→ EXERCISE INSTRUCTIONS:
Reproduce all entries word for word.

→ MATERIAL TO PROCESS:

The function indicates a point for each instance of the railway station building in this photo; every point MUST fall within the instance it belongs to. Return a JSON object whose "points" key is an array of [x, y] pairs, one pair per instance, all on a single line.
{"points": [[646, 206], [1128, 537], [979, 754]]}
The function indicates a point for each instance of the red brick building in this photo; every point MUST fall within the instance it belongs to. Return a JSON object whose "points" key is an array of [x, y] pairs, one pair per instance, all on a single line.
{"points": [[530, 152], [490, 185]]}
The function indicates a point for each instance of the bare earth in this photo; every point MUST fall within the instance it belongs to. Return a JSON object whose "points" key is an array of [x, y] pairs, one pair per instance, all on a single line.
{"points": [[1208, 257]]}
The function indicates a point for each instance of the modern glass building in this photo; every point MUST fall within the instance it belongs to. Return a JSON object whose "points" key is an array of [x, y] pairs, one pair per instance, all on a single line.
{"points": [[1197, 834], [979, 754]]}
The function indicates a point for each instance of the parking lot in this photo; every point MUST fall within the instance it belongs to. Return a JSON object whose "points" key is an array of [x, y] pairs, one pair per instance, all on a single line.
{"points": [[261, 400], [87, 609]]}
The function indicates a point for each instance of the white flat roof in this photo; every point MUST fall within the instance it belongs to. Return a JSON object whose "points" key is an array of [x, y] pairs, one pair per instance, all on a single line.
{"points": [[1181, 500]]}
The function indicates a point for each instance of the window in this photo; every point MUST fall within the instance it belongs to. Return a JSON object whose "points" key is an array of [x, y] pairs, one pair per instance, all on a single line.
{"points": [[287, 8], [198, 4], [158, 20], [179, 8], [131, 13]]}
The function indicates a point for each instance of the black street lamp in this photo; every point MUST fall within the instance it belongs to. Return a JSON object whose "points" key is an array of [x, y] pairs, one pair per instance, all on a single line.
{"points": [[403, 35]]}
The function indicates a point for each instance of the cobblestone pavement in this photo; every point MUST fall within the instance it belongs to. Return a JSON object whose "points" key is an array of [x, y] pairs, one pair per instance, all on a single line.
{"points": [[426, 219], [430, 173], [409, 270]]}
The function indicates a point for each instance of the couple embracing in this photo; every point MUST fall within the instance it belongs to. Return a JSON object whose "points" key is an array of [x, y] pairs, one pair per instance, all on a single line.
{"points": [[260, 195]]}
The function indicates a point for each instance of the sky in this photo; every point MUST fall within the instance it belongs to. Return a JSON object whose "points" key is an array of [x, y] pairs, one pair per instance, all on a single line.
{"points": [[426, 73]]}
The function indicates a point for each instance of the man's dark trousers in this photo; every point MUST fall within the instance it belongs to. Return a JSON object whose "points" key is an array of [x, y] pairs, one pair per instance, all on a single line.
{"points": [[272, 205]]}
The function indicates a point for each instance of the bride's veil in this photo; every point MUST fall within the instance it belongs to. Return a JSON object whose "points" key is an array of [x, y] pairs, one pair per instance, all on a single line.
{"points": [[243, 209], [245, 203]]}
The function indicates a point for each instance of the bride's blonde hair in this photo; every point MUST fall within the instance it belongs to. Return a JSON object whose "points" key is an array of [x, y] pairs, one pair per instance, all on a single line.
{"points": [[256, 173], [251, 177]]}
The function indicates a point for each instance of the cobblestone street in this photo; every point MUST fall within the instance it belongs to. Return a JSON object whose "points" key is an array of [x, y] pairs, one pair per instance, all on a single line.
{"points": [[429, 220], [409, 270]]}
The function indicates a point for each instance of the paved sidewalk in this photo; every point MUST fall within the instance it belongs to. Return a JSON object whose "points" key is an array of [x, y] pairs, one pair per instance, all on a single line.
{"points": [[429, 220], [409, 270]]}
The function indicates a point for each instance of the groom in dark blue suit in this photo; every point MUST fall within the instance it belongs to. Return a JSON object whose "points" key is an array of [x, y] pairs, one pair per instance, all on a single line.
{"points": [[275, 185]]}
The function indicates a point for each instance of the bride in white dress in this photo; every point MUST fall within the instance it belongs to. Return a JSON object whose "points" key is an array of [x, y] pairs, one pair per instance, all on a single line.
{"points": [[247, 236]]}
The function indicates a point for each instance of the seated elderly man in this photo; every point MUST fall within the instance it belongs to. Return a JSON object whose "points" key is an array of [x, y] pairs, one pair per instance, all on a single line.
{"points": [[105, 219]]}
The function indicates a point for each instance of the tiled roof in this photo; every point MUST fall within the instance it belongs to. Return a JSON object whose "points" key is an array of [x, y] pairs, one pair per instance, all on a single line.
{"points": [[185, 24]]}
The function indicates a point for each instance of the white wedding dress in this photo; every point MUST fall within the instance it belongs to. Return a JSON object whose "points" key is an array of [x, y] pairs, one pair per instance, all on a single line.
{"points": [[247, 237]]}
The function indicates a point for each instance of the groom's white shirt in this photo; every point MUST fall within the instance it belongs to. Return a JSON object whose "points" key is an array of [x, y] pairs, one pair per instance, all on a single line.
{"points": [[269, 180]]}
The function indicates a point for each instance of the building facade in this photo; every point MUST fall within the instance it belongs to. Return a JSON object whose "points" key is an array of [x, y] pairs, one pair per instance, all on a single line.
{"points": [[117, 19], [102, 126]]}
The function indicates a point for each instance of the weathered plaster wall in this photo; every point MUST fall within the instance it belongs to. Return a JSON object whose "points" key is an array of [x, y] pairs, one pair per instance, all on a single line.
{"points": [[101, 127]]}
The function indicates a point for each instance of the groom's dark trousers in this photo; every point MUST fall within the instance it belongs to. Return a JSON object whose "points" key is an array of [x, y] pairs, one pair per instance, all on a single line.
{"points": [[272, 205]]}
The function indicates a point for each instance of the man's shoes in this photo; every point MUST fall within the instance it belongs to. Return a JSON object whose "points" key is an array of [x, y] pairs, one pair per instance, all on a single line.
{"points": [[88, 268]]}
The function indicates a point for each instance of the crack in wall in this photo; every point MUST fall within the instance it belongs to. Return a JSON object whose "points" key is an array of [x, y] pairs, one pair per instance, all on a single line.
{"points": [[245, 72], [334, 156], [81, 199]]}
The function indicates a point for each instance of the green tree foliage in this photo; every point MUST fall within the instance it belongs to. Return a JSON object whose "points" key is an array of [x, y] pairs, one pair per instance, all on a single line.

→ EXERCISE RESULT:
The function indicates a point for each instance of the railway station building in this photo; every point MUST fall within the instance it belongs to. Return a JSON object whose "points" key is an array of [x, y] pairs, one pair per instance, all on a single line.
{"points": [[646, 206], [1128, 537], [979, 754]]}
The function indicates a point for each instance of the red brick building in this photo; every point MUST fall within the instance it belongs to. Return a JSON object whose "points" key is an array of [x, y] pairs, one pair per instance, all on a single line.
{"points": [[530, 152], [490, 185]]}
The function indicates a point for each instance of the bare earth in this photo; every point MUST fall within the instance it belongs to. Return a JSON object whose "points" key is an array of [x, y] pairs, one pair per instance, all on a single line.
{"points": [[1208, 257]]}
The function indicates a point for each instance of the modern glass building in this photo; every point MUST fall within the instance it belongs to. Return a JSON object whose "points" key is an array of [x, y] pairs, one pair per instance, all on a single line.
{"points": [[1197, 834], [979, 754]]}
The function indicates a point for each instance of the parking lot in this photo; every point MUST fall within the instance it belongs to. Return a JSON object whose "points" key is an array of [x, y] pairs, one pair per instance, all on a single line.
{"points": [[261, 400], [87, 609]]}
The function indicates a point for each instance of the white flat roof in this photo; every point MUST fall within the instance it belongs to. Return a JSON object whose "points" key is an array of [x, y] pairs, one pair per instance, all on a single line.
{"points": [[1181, 500]]}
The function indicates a point for each instance of the window in this photo; every point MUST fall within the instance it belongs to. Return a JSON object whose "points" key is an array of [x, y] pairs, one pair per instance, all on a single line.
{"points": [[287, 8], [198, 4], [158, 20], [179, 8], [131, 13]]}
The function indicates a point for each instance of the black street lamp in this photo; every point MUST fall within the instance it belongs to. Return a JSON object whose "points" key is an array of [x, y] pairs, one pair per instance, all on a single line.
{"points": [[403, 35]]}
The function indicates a point for each instance of the cobblestone pavement in this photo; every point MUST fall within the instance it belongs to. Return a JSON object whose "points" key is an array of [x, y] pairs, one pair per instance, all on a single line.
{"points": [[426, 219], [430, 173], [409, 270]]}
The function indicates a point for each instance of the couple embracing in this photo; every point MUST fall within the instance it belongs to. Return a JSON object whose "points" key is an array of [x, y] pairs, one pair per instance, all on a single line.
{"points": [[260, 195]]}
The function indicates a point for each instance of the sky in this photo; every point MUST fall within the instance it belongs to. Return a JSON object whose "points" key is an array of [x, y] pairs, one pair per instance, all on a single line.
{"points": [[426, 73]]}
The function indicates a point for each instance of the man's dark trousers in this photo; every point MUST fall within the instance it belongs to. Return a JSON object whose "points" key is an array of [x, y] pairs, one pair per instance, all on a single line.
{"points": [[272, 205]]}
The function indicates a point for each instance of the bride's veil in this photo; every point MUST fall within the instance it belongs to. Return a JSON object whose "points" key is an array of [x, y] pairs, one pair per instance, all on a single line.
{"points": [[243, 209], [245, 203]]}
The function indicates a point for each instance of the bride's blonde hair in this photo; every point MUST fall within the instance it belongs to. Return a JSON object whose "points" key is an array of [x, y] pairs, one pair per instance, all on a single line.
{"points": [[256, 173], [251, 177]]}
The function indicates a point for each instance of the cobblestone street in this photo; every point MUST fall within the instance it belongs to. Return a JSON object whose "points" key is an array of [x, y] pairs, one pair per instance, all on a single line.
{"points": [[429, 220], [409, 270]]}
The function indicates a point for each instance of the paved sidewalk in this photo; every point MUST fall within the instance it belongs to. Return a JSON object whose "points" key is an array of [x, y] pairs, one pair per instance, all on a single line.
{"points": [[429, 220], [409, 270]]}
The function indicates a point for each instance of the groom in dark blue suit in this photo; every point MUST fall within the instance it belongs to. Return a JSON object whose "points" key is an array of [x, y] pairs, one pair per instance, all on a single line.
{"points": [[275, 185]]}
The function indicates a point for each instance of the bride in white dress in this photo; every point MUST fall within the instance it belongs to. Return a JSON object whose "points" key is an array of [x, y] pairs, one pair per instance, all on a single line.
{"points": [[247, 236]]}
The function indicates a point for each instance of the seated elderly man in this photo; every point MUST fall within the instance it belongs to. Return a JSON object whose "points" key is an array of [x, y] pairs, one pair per instance, all on a single line.
{"points": [[105, 219]]}
The function indicates a point for each instance of the tiled roof in this photo; every point MUST fall within the instance it belongs to. Return a JSON object whose "points" key is an array of [x, y] pairs, one pair per instance, all on a single line.
{"points": [[185, 24]]}
The function indicates a point for each instance of the white wedding dress in this photo; every point MUST fall within the instance it belongs to. Return a JSON object whose "points" key is an array of [x, y] pairs, one pair per instance, all on a single line.
{"points": [[247, 237]]}
The function indicates a point for each instance of the groom's white shirt in this photo; every point MUST fall within the instance it belongs to. Return a JSON object whose "points" key is an array of [x, y] pairs, one pair per instance, all on a single line.
{"points": [[269, 180]]}
The function indicates a point for each instance of the building facade in this photo; every point MUST fall within the instance it belongs to. Return a JSON object whose "points" key is an array of [x, y] pairs, one pair per instance, all on a single line.
{"points": [[117, 19], [102, 126]]}
The function indicates a point for each instance of the weathered plaster wall in this photo; every point MUST fall within the instance it belongs to. Return a JSON object whose "points" key is an array of [x, y] pairs, one pair per instance, all on a single line.
{"points": [[101, 127]]}
The function indicates a point for each instance of the groom's dark trousers in this photo; every point MUST fall within the instance it belongs to. Return a JSON object whose "points" key is an array of [x, y] pairs, one pair per instance, all on a single line.
{"points": [[272, 205]]}
The function indicates a point for each instance of the man's shoes in this photo; every point MUST fall within the instance it belongs to. Return a JSON object whose "points" key is an array of [x, y] pairs, one pair per instance, all on a single line.
{"points": [[88, 268]]}
The function indicates a point for each instance of the crack in wall in this photo; every point MUST fall within the instance it belongs to. Return a JSON object whose "points" key is an array of [x, y] pairs, one pair per instance, all on a single line.
{"points": [[245, 72], [334, 156], [81, 199]]}
The function indicates a point for each instance of the green tree foliage in this photo; every point MUST fall within the instance it belongs to. Return a JSON object whose "points" key is an array of [x, y] pairs, one pair per instance, all on a single line.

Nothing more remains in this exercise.